- **Work to be completed**: Restate the entries below word for word, leaving nothing out.

- **Extracted data**:
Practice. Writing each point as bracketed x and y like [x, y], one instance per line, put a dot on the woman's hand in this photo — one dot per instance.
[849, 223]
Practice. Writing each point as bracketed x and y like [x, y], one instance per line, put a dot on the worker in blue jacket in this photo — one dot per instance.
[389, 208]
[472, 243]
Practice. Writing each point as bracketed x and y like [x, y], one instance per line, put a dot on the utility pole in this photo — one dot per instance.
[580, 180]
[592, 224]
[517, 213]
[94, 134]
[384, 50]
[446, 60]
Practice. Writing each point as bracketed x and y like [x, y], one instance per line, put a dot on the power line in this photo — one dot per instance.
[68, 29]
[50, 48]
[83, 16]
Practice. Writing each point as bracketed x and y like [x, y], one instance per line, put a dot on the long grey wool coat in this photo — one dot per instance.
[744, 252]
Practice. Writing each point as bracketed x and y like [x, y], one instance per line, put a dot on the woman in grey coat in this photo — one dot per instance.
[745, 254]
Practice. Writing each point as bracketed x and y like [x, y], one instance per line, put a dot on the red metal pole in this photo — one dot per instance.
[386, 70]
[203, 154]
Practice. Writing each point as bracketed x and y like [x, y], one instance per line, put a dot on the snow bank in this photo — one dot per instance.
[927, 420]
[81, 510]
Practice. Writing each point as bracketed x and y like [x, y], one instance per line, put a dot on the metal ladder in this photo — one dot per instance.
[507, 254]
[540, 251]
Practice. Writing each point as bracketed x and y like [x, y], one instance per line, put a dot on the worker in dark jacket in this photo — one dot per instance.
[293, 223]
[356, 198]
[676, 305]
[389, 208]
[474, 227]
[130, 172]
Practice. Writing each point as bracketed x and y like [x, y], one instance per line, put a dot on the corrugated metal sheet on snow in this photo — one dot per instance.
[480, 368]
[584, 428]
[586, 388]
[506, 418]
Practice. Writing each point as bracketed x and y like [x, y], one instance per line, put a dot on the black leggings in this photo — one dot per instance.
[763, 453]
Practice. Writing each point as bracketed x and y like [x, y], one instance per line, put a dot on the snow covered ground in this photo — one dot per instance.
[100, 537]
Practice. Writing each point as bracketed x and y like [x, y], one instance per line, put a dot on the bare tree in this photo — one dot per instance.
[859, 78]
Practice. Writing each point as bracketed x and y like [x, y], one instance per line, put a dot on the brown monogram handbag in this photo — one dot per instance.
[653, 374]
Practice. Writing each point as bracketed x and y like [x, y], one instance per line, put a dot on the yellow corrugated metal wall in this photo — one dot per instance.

- **Task answer**:
Practice. Writing each point as bracketed x and y like [x, y], one instance per line, put a dot on the woman's hand in this photo — one dot per instance.
[849, 223]
Practice. Writing each point as bracketed x and y like [x, y], one instance per line, put a dot on the worker in blue jacket in this photo — one dot per instance.
[389, 208]
[472, 243]
Practice. Writing each point as bracketed x and y like [x, y], one instance per line, put a dot on the utility pole in this photo — one dot per instance.
[580, 180]
[592, 224]
[517, 213]
[94, 134]
[384, 50]
[446, 60]
Practice. Writing each point as bracketed x and y like [x, y], one instance per line, put a dot on the power line in this photo — one dot per instance.
[68, 29]
[50, 48]
[83, 16]
Practice. Writing each point as bracketed x and y like [x, y], one instance per line, put a dot on the long grey wool coat in this photo — one dot per instance.
[744, 252]
Practice. Writing each point as bracketed x and y like [x, y], one instance per line, put a dot on the woman in grey coat in this photo — one dot per instance.
[745, 254]
Practice. Writing each point as bracketed x and y like [x, y], one instance per line, put a dot on the red metal pole in this photo — one dot per instance.
[386, 70]
[203, 154]
Practice. Writing each point as bracketed x and y like [x, y], one instance per line, put a dot on the snow bank in this photo — one dot per instance.
[927, 420]
[81, 510]
Practice. Writing each point as bracketed x and y like [x, y], one instance per line, put a dot on the metal ladder in this photo — one dot per instance.
[507, 254]
[540, 251]
Practice. Writing each point as bracketed x and y like [x, y], one instance per line, put a dot on the worker in dark jacket in this photo — one dot per instance.
[293, 223]
[356, 198]
[676, 305]
[389, 208]
[474, 227]
[130, 172]
Practice. Writing each point as bracketed x and y like [x, y], one instance per line, put a dot on the corrugated metal sheet on snow in this photo — one dot per instance.
[480, 368]
[584, 428]
[586, 388]
[506, 418]
Practice. Writing each point as bracketed x and y like [x, y], one instance per line, put a dot on the black leggings in this photo — one dot per instance.
[763, 453]
Practice. Writing each point as bracketed x and y like [x, y], one instance per line, put a dot on the snow covered ground in this photo — one dot per instance.
[100, 537]
Practice. Writing each point as bracketed x and y like [x, y], one instance per line, put a dot on the bare tree in this photo — one dot per instance.
[859, 78]
Practice. Writing each point as bracketed x and y like [x, y], one instance per line, put a dot on the brown monogram handbag in this photo — one dot per instance.
[653, 374]
Practice. Writing each point as bracketed x and y like [x, y], one instance per line, put a dot on the yellow corrugated metal wall in this photo — one dot per instance.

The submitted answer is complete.